## TASK GOAL
Recast the records below as a JSON list of strings, with one string for each line and no blank lines included.

Stored data entries:
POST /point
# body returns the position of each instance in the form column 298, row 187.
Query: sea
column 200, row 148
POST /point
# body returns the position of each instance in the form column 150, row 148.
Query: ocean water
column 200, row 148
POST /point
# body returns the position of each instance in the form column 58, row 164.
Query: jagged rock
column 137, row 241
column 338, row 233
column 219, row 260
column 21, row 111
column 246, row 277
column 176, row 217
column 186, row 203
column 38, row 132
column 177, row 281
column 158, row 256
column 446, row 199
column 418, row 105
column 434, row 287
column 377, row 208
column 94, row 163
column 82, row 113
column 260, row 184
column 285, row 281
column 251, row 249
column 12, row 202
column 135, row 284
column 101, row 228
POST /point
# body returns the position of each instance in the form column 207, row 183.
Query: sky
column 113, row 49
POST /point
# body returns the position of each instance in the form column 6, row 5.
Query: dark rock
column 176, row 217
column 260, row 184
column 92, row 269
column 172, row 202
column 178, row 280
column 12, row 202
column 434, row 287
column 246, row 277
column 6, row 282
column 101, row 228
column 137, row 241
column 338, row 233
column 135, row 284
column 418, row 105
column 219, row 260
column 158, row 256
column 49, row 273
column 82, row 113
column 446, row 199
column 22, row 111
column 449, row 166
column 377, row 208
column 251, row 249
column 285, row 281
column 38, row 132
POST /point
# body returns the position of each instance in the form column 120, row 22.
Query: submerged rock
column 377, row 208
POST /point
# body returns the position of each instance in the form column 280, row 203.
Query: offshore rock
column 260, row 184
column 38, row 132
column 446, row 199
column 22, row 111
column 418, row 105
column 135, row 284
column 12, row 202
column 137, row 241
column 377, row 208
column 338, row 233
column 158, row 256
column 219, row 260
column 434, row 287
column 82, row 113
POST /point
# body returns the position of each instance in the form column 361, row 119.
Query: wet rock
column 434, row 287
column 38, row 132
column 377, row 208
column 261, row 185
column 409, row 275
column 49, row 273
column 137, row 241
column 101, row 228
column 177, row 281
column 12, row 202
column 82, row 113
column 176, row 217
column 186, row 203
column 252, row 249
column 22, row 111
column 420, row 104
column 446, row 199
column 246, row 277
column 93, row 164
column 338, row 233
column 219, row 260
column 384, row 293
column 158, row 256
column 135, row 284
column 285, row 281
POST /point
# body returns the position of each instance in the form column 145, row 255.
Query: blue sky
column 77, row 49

## SOLUTION TO THE EXERCISE
[
  "POST /point",
  "# body returns the position of each instance in the form column 298, row 187.",
  "Query: sea",
  "column 200, row 148",
  "POST /point",
  "# body returns the position of each instance in the form column 150, row 148.",
  "Query: ocean water",
  "column 200, row 148",
  "POST /point",
  "# body returns the position of each instance in the form column 58, row 164.",
  "Query: jagged rock",
  "column 137, row 241",
  "column 338, row 233",
  "column 219, row 260",
  "column 21, row 111",
  "column 246, row 277",
  "column 176, row 217",
  "column 186, row 203",
  "column 38, row 132",
  "column 177, row 281",
  "column 158, row 256",
  "column 446, row 199",
  "column 418, row 105",
  "column 434, row 287",
  "column 377, row 208",
  "column 94, row 163",
  "column 82, row 113",
  "column 260, row 184",
  "column 285, row 281",
  "column 251, row 249",
  "column 12, row 202",
  "column 135, row 284",
  "column 101, row 228",
  "POST /point",
  "# body returns the position of each instance in the form column 207, row 183.",
  "Query: sky",
  "column 113, row 49",
  "POST /point",
  "# body returns the position of each instance in the form column 6, row 5.",
  "Query: dark rock",
  "column 176, row 217",
  "column 260, row 184",
  "column 92, row 269",
  "column 172, row 202",
  "column 178, row 280",
  "column 12, row 202",
  "column 434, row 287",
  "column 246, row 277",
  "column 6, row 282",
  "column 101, row 228",
  "column 137, row 241",
  "column 338, row 233",
  "column 135, row 284",
  "column 418, row 105",
  "column 219, row 260",
  "column 158, row 256",
  "column 49, row 273",
  "column 82, row 113",
  "column 446, row 199",
  "column 22, row 111",
  "column 449, row 166",
  "column 377, row 208",
  "column 251, row 249",
  "column 285, row 281",
  "column 38, row 132",
  "POST /point",
  "# body returns the position of each instance in the form column 120, row 22.",
  "Query: submerged rock",
  "column 377, row 208",
  "POST /point",
  "# body returns the position of each instance in the form column 280, row 203.",
  "Query: offshore rock",
  "column 260, row 184",
  "column 38, row 132",
  "column 446, row 199",
  "column 22, row 111",
  "column 418, row 105",
  "column 135, row 284",
  "column 12, row 202",
  "column 137, row 241",
  "column 377, row 208",
  "column 338, row 233",
  "column 158, row 256",
  "column 219, row 260",
  "column 434, row 287",
  "column 82, row 113",
  "POST /point",
  "# body returns the position of each instance in the form column 361, row 119.",
  "Query: wet rock",
  "column 434, row 287",
  "column 38, row 132",
  "column 377, row 208",
  "column 261, row 185",
  "column 409, row 275",
  "column 49, row 273",
  "column 137, row 241",
  "column 101, row 228",
  "column 177, row 281",
  "column 12, row 202",
  "column 82, row 113",
  "column 176, row 217",
  "column 186, row 203",
  "column 252, row 249",
  "column 22, row 111",
  "column 420, row 104",
  "column 446, row 199",
  "column 246, row 277",
  "column 93, row 164",
  "column 338, row 233",
  "column 219, row 260",
  "column 384, row 293",
  "column 158, row 256",
  "column 135, row 284",
  "column 285, row 281",
  "POST /point",
  "# body returns the position of each instance in the form column 145, row 255.",
  "Query: blue sky",
  "column 77, row 49"
]